| INSTRUCTIONS TO FOLLOW |
List every line in the data below that contains the word "piggy", matching case exactly.

◆ ◆ ◆ ◆ ◆ ◆ ◆

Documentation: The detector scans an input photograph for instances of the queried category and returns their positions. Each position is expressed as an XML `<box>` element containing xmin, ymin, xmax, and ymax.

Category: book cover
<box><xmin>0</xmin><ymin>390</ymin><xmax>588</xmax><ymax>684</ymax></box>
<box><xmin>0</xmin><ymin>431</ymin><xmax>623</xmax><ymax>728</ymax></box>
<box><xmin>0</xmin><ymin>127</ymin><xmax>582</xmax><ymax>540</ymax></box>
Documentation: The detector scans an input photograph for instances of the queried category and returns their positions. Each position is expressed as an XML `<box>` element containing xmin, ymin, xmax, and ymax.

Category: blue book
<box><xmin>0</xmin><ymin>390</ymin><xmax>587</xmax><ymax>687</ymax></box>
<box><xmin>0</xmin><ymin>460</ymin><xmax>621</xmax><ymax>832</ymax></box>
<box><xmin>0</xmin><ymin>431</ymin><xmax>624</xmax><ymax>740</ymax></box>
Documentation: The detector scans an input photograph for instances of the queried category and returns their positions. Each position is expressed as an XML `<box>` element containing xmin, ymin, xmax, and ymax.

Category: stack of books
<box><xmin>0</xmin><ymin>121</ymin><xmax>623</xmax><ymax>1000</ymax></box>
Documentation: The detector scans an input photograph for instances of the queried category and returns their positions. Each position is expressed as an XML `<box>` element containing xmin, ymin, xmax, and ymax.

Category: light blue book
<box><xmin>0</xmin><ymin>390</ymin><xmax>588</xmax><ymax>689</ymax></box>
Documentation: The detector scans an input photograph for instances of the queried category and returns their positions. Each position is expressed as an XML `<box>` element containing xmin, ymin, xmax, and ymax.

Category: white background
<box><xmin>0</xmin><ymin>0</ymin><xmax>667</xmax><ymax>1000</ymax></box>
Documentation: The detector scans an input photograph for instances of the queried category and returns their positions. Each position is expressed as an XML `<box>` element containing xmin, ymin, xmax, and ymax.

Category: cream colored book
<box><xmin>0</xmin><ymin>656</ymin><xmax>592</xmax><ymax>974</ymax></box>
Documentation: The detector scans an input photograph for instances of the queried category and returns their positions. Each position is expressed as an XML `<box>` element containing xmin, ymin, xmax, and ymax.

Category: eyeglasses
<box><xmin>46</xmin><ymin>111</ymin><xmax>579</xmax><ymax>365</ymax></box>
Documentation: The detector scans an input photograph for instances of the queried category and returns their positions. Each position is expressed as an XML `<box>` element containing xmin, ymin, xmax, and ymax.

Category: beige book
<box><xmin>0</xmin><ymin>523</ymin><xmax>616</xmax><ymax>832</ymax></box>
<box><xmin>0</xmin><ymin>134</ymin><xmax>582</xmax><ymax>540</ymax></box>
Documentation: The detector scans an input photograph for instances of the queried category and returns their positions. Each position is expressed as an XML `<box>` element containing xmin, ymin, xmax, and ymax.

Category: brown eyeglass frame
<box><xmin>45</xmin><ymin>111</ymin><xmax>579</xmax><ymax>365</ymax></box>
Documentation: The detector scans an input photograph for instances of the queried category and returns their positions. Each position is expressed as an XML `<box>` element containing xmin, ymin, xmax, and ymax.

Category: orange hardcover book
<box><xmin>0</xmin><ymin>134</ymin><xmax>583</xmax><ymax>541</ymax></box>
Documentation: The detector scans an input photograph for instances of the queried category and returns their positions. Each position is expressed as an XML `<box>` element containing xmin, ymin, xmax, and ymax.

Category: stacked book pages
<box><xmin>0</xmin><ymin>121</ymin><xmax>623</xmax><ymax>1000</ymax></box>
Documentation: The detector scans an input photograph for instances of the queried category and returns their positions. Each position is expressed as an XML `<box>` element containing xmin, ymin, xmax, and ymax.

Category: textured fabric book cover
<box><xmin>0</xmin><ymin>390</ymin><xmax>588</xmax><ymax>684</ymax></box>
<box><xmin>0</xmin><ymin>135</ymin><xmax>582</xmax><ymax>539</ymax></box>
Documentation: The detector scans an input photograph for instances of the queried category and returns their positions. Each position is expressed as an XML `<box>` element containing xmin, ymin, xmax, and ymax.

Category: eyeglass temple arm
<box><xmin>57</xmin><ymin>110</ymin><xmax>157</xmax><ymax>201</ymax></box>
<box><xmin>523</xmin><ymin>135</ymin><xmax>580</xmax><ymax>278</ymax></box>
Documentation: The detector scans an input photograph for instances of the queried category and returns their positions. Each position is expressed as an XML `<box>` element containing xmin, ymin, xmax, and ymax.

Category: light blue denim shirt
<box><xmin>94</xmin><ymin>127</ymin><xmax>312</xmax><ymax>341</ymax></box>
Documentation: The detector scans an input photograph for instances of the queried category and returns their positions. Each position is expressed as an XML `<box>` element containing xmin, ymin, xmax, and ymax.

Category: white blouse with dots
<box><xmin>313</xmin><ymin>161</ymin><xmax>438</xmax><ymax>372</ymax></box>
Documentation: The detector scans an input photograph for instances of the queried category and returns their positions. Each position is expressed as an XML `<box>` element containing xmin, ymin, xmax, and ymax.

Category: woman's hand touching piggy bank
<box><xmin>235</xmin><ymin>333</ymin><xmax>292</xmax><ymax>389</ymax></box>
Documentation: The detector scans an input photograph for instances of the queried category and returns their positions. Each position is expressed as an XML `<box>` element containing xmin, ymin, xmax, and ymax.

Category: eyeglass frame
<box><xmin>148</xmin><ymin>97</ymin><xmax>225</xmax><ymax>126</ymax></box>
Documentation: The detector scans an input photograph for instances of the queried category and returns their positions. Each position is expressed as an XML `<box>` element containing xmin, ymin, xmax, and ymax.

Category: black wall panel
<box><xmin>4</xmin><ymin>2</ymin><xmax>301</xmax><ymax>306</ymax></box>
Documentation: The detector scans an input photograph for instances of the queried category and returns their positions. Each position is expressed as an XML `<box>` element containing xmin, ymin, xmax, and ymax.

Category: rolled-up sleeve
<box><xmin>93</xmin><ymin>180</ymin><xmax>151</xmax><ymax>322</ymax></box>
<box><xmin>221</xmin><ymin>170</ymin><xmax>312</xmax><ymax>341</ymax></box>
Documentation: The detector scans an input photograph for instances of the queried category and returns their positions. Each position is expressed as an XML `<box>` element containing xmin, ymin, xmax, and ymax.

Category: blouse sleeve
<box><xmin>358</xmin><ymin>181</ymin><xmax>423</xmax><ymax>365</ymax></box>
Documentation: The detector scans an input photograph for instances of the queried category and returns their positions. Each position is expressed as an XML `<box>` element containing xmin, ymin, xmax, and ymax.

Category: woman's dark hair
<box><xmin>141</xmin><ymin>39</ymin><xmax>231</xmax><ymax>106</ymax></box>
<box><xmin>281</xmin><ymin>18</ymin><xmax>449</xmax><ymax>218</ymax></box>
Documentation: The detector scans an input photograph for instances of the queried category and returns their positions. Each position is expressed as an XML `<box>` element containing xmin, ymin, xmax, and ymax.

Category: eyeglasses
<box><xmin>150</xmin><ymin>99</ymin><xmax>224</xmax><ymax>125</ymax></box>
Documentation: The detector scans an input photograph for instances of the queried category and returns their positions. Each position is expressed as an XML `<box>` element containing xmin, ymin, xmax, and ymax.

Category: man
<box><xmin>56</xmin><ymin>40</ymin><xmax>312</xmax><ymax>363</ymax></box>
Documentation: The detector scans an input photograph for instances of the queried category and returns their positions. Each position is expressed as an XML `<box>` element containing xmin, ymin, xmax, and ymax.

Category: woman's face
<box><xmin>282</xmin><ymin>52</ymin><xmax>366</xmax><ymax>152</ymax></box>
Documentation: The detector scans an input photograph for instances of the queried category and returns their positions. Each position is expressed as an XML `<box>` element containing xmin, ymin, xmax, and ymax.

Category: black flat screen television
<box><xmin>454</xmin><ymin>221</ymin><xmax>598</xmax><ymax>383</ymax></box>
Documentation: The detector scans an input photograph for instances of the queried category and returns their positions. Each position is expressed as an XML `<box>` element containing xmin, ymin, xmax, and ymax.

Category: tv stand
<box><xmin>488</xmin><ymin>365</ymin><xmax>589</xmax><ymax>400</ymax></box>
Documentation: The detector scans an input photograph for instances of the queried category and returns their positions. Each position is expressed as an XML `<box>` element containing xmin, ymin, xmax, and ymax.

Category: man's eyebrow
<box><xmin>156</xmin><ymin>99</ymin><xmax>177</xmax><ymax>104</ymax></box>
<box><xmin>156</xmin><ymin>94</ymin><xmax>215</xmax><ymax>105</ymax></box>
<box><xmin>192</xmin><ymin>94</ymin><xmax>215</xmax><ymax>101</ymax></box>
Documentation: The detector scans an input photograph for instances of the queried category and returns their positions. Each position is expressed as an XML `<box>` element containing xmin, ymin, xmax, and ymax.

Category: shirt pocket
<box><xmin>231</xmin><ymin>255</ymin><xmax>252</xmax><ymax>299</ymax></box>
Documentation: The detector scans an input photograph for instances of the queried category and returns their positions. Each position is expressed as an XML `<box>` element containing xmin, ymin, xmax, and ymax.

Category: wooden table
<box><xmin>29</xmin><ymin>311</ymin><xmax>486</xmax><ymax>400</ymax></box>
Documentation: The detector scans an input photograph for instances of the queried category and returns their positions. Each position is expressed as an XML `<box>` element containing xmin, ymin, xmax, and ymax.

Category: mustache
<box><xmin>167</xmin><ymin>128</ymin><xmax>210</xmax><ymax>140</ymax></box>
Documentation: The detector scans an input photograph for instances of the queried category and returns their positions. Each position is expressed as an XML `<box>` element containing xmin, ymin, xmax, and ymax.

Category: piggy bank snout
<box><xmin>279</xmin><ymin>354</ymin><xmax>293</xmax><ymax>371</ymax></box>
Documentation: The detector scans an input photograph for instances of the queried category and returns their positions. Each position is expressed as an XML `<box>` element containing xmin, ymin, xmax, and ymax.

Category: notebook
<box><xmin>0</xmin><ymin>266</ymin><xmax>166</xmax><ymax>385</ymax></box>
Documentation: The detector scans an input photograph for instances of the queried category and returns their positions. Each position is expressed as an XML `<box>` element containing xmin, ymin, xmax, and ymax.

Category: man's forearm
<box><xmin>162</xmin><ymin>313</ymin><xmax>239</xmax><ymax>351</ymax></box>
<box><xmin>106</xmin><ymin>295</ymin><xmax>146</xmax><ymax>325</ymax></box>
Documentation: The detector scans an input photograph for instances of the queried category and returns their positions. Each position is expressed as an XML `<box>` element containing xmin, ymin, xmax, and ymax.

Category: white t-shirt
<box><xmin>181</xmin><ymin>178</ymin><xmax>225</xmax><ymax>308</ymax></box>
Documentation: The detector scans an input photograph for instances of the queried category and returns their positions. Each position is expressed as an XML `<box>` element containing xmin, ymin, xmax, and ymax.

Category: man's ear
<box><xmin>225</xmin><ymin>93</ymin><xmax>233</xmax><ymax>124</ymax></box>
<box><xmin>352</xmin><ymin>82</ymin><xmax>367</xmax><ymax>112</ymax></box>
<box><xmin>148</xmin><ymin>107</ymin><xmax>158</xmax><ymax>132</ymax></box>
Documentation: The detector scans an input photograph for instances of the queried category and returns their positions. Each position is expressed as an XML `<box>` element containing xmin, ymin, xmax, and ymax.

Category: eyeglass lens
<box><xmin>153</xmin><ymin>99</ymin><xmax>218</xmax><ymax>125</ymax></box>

◆ ◆ ◆ ◆ ◆ ◆ ◆

| EXERCISE OUTPUT |
Category: woman's hand touching piggy bank
Category: piggy bank snout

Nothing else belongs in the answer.